Kısa alıştırma A:
Sosyal merasimler metnine göre evlilik kurumu hangi merasimle kurulur?
Kısa alıştırma B:
Sosyal merasimler metnini son cümlesinden itibaren aynı üslupla sürdürün.

===== Seçilen bölüm =====

SOSYAL DAVRANIŞ VE PROTOKOL - Ünite 3: Sosyal Merasim ve Kutlamalar Özeti :
PAYLAŞ:Ünite 3: Sosyal Merasim ve Kutlamalar
Sosyal Merasimler
İnsan yaşamı doğum kutlamasıyla başlar; yaş günü, Anneler Günü, Babalar Günü, Sevgililer Günü ve bayram kutlamasıyla devam eder. Nişan merasimiyle evliliğe adım atılır, nikâh merasimiyle evlilik kurumu kurulur, cenaze merasimiyle de biter. Bütün bu merasim ve kutlamalar toplumca benimsenen ve “sosyal protokol” denilen sosyal davranış (saygı, görgü ve nezaket)kuralları içinde gerçekleştirilir.
Doğum Merasimi
Doğum öncesinde komşular, yakın arkadaşlar ve akrabalar doğum yapacak kadına ev işlerinde ve alışverişte yardımcı olurlar ve onu yalnız bırakmazlar. Bebeğe isim verme son derece önemlidir. Bebeğe isim verilirken onun gelecek hayatında bu isimle ilgili zorlukla karşılaşmaması düşünülmelidir. İsim verirken; ismin çocuklar arasında alay konusu olmamasına ve olumsuz bir anlam taşımamasına, moda olan isimlerden, siyasi liderlerin, ünlü sanatçı ve sporcuların isimlerinden olmamasına, uzun olmamasına, zor yazılmamasına ve zor söylenmemesine, kardeşler arasında karışıklığa meydan vermemesine dikkat edilmelidir. Doğum ziyaretine gelenler bebeği görmekte ısrar etmemelidir. Ayrıca, ziyaretçiler tarafından bebek kucağa alınmamalı ve öpülmemeli; bebeğin aile fertleriyle benzerliği bulunmaya çalışılmamalıdır.

===== Sağlanan bilgiler =====

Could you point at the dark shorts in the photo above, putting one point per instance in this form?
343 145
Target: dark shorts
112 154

=====

Sonuç A:
Nikâh merasimiyle kurulur.

Sonuç B:
Sünnet Merasimi
Sünnet, iki anlam taşımaktadır. Birincisi, Hz. Muhammed’in yaptıklarını ve söylediklerini uygulamak demektir. İkincisi, Türkiye’de halk dilinde sünnet, Müslüman erkek çocukların, çocukluktan erkekliğe geçişi kabul edilen bir opearasyon için yapılan sosyal bir merasimdir. Sünnet olayı, Hz. İbrahim’e kadar uzanmaktadır. Eski ve Yeni Ahit’te, sağlıkla ilişkilendirmeden sünnete yapılan çok sayıda atıf vardır. Tevrat’a göre Hz. İbrahim, Tanrı’dan aldığı emir üzerine, 80 yaşında iken önce kendisini, sonra on üç yaşındaki oğlu Hz. İsmail’i ve ikinci oğlu Hz. İshak’ı da doğduktan sekiz gün sonra sünnet ettirmiştir. Bu nedenle, Museviler günümüzde de erkek çocuklarını doğduktan sekiz gün sonra büyük şenlik ve eğlencelerle sünnet ettirirler. İslami inanışa göre, Hz. Muhammed sünnetli olarak doğmuştur. Bu yüzden, Müslümanlarda erkek çocuklarını, Müslümanlığın bir gereği olarak (Hz. Muhammed sünnetli olduğu için, ona uymak amacıyla) yedi yaşına kadar sünnet ettirirler.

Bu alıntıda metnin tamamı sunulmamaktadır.